[Some records]
>>>

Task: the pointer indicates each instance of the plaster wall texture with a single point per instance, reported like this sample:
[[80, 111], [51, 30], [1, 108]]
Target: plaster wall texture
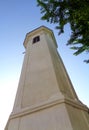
[[46, 99]]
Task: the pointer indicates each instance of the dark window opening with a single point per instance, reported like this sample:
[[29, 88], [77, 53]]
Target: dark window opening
[[36, 39]]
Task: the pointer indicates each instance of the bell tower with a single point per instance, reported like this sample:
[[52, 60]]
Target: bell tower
[[46, 99]]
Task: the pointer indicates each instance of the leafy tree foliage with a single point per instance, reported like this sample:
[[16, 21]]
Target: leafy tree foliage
[[74, 12]]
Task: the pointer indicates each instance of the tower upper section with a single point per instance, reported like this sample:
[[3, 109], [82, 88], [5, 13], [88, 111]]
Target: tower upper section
[[36, 33]]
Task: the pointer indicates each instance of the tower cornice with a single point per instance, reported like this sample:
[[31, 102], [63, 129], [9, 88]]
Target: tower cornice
[[37, 31]]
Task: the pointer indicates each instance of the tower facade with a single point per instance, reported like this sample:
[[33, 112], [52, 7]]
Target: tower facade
[[45, 98]]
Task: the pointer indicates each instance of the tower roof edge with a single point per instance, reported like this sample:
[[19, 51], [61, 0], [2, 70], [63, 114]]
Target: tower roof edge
[[33, 32]]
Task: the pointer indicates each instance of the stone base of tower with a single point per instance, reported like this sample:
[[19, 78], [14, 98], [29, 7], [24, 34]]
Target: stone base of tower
[[55, 115]]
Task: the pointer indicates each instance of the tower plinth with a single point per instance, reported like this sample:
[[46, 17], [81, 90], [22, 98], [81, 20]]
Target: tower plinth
[[46, 99]]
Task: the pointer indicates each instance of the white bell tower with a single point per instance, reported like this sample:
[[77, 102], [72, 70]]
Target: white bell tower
[[45, 98]]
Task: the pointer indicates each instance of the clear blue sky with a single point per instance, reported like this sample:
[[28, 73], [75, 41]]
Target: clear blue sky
[[18, 17]]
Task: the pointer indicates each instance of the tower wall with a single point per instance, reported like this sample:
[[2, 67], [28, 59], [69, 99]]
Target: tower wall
[[45, 97]]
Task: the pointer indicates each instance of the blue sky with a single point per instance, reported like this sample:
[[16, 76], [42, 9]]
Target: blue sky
[[18, 17]]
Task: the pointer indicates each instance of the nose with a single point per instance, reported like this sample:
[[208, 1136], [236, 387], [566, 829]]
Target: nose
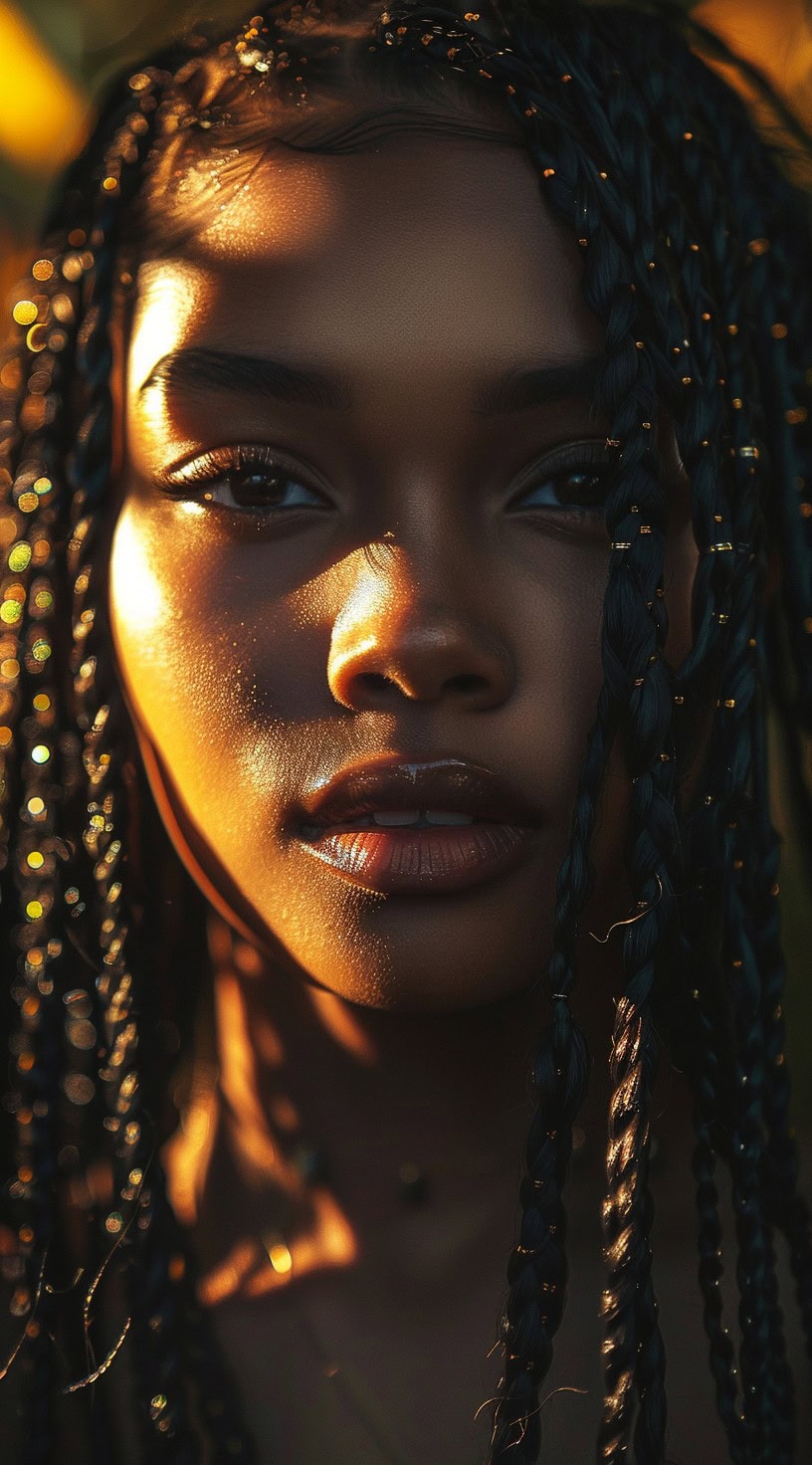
[[392, 641]]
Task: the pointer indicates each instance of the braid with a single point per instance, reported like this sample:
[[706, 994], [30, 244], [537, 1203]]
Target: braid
[[710, 244]]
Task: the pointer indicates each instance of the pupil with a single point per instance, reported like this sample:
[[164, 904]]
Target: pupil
[[583, 487], [254, 487]]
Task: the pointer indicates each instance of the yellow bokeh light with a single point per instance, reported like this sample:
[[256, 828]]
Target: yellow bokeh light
[[43, 113], [25, 313]]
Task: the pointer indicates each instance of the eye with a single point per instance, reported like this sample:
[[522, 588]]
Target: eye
[[244, 478], [575, 478]]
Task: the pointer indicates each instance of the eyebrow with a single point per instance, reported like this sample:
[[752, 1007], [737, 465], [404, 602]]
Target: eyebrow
[[192, 368]]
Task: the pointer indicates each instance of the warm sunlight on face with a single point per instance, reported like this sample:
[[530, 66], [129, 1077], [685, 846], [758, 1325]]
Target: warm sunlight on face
[[343, 540]]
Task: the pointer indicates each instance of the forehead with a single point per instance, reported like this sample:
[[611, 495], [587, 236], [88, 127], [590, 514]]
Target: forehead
[[434, 251]]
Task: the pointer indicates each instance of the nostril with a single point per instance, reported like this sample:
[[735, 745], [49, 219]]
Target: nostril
[[467, 682], [375, 680]]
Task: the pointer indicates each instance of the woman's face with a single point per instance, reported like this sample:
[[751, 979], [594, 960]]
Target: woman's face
[[417, 582]]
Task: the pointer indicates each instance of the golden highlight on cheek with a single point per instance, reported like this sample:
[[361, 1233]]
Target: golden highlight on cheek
[[136, 583]]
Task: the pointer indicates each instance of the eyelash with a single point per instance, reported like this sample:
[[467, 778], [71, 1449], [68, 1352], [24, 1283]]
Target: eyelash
[[576, 460]]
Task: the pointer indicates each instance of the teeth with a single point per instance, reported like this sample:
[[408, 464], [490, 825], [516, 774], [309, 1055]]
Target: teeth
[[440, 816]]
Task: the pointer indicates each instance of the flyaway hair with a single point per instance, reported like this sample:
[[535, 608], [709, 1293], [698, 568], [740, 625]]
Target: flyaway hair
[[695, 251]]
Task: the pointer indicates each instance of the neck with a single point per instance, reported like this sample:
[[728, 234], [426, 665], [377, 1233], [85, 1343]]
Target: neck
[[327, 1117]]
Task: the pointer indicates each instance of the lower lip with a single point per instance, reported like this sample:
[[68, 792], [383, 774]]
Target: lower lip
[[422, 862]]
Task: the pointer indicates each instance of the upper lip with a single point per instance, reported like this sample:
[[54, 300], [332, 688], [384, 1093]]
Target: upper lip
[[443, 784]]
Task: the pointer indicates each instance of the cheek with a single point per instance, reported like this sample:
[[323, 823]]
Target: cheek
[[228, 680]]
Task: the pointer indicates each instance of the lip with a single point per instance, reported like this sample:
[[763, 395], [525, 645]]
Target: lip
[[411, 860]]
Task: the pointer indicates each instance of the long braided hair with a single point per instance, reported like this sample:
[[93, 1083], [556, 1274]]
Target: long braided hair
[[695, 254]]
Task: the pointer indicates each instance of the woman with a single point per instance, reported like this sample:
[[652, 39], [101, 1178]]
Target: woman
[[406, 435]]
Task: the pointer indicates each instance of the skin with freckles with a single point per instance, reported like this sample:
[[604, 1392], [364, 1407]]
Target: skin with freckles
[[422, 595]]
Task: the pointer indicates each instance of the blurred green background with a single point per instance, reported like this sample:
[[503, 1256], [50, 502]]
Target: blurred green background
[[55, 55]]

<<<

▶ What you are asked to do: Resize the stretch from the line that contains "Task: the pointer indicates each instance of the woman with" through the end of the records and give all of those lines again, requests included. Multiply every point coordinate in the answers by 0.3 and round to whole numbers, halves up, leaving the requests and their format samples unchanged.

▶ Answer to the task:
Task: the pointer indicates each instance of the woman with a single point per instance, reported like this sample:
[[652, 39], [101, 1178]]
Target: woman
[[122, 131]]
Task: the pointer indicates each instance of the skin with freckles with a single point per instance, reported like this sample:
[[604, 1392], [364, 1407]]
Target: skin with freckles
[[127, 179]]
Task: the pointer indicates each instance of the blurred green background with a single point per instance, reported like this sample:
[[503, 1256], [50, 502]]
Target: blurred green background
[[17, 17]]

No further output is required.